# WHAT THE EXERCISE ASKS
Count the lines below that include the word "road", then give that number and no other words.

# Image-grounded pointing data
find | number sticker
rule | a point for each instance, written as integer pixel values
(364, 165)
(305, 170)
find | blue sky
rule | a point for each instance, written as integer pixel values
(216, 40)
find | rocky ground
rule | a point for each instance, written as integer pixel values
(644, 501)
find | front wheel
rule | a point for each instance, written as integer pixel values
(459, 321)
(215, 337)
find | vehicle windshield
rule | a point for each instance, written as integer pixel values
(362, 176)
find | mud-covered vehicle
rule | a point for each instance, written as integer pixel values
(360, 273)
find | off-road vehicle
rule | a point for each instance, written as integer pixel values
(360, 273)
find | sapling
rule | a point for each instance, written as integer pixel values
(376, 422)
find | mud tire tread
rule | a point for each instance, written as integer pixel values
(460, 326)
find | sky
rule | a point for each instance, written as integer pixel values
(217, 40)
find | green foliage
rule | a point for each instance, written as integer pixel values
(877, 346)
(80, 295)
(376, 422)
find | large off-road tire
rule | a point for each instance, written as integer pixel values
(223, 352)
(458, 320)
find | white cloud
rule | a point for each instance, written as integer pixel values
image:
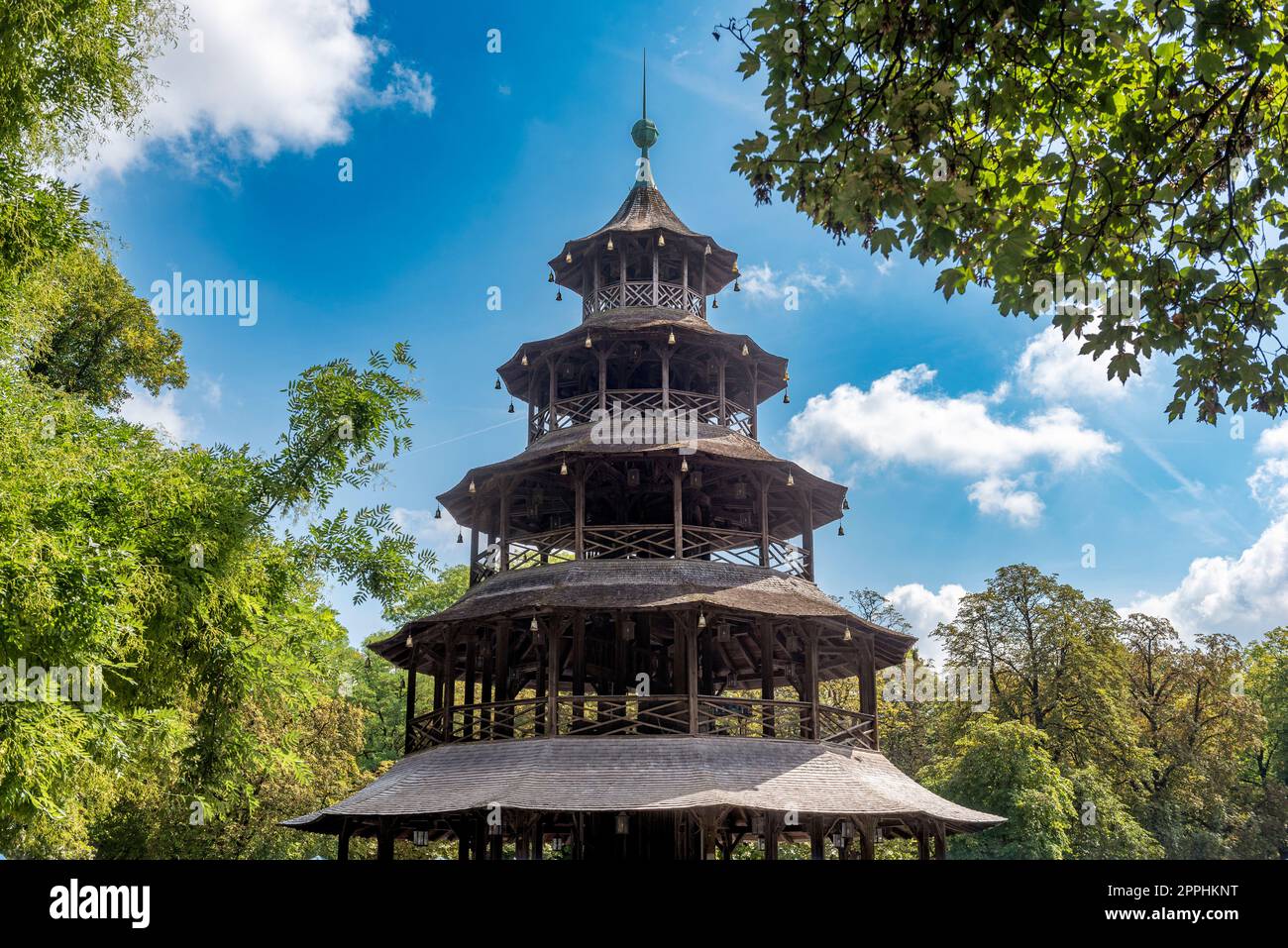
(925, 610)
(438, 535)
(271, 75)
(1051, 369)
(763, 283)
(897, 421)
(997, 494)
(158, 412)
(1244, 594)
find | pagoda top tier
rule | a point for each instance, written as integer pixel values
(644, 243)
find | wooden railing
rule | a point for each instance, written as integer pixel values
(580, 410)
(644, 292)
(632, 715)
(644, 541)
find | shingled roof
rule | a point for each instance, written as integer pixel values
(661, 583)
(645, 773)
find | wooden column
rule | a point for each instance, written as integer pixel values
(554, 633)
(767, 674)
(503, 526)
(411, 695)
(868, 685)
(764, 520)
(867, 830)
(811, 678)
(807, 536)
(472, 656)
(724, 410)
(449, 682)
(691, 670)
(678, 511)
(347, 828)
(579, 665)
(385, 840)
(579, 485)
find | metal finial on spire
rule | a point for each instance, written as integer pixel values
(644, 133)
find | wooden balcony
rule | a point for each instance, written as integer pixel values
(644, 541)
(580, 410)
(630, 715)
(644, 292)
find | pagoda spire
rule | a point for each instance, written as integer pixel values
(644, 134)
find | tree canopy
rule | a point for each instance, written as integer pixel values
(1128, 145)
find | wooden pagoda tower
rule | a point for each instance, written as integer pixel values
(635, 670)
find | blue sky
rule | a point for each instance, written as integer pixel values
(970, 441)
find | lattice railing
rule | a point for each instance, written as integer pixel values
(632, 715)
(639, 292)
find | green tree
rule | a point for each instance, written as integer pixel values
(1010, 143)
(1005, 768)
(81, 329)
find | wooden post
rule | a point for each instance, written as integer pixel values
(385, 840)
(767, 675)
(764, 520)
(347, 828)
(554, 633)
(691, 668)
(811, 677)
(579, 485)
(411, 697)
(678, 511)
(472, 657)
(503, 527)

# TASK RESPONSE
2